■ AVAILABLE DATA ■
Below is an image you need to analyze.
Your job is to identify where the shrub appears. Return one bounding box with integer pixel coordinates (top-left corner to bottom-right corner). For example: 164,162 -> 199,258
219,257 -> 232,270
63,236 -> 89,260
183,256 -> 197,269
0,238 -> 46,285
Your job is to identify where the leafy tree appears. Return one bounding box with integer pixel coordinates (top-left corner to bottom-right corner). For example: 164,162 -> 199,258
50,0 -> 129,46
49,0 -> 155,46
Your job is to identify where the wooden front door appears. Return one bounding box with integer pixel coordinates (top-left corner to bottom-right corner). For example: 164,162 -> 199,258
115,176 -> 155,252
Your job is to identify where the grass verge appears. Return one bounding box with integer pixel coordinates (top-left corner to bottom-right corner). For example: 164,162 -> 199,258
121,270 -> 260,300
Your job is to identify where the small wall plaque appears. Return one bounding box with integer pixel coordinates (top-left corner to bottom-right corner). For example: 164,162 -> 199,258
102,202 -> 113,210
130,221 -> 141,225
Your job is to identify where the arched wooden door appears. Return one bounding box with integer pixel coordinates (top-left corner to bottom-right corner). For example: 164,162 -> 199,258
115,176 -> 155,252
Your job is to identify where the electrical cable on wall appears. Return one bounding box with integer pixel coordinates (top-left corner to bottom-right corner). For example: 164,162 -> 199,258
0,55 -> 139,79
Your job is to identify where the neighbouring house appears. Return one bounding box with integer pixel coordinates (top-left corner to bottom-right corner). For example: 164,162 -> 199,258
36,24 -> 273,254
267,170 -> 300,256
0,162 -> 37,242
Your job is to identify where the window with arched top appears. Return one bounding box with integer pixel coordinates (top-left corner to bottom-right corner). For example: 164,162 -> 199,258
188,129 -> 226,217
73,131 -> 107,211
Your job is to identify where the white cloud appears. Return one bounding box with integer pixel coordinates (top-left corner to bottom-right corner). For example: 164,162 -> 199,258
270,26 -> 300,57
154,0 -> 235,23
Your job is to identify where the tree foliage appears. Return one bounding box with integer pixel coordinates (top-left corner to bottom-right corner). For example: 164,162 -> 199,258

■ WRITTEN EXERCISE ■
Reproduce verbatim the stretch of the material from the line containing "Your job is to identify where the arched" through the final line, including both of those lines.

■ PROBLEM SOLUTION ■
Your job is to identify where the arched wooden door appears. Return one bounding box with integer pixel coordinates (top-left corner to bottom-right corner). For example: 164,162 -> 199,258
115,176 -> 155,252
Your job is to identify where the electrical cable on wall appears. Return one bounding box with integer pixel coordinates (top-left corner to bottom-right corner). For example: 164,162 -> 199,258
0,55 -> 139,79
Your job is to identify where the neighbouring house appears. Return one bounding box with integer pixel coordinates (top-left corner to bottom-right corner). For example: 164,162 -> 199,258
36,24 -> 273,254
267,170 -> 300,256
0,162 -> 37,242
Your job is to identify where the window with arched top appears. Return one bounding box with integer pixel coordinates (top-left corner to bottom-right corner). For example: 164,162 -> 199,258
188,129 -> 226,217
73,131 -> 107,211
Your job is to identify where the white cloud appears. Return one bounding box with integer pixel coordinates (top-left corner to bottom-right corner). For example: 164,162 -> 199,258
270,26 -> 300,57
154,0 -> 235,23
Your job is to identify where the tree foliage appears. Return one bounding box with integer pixel coordinates (top-left corner to bottom-right corner). For example: 164,162 -> 199,258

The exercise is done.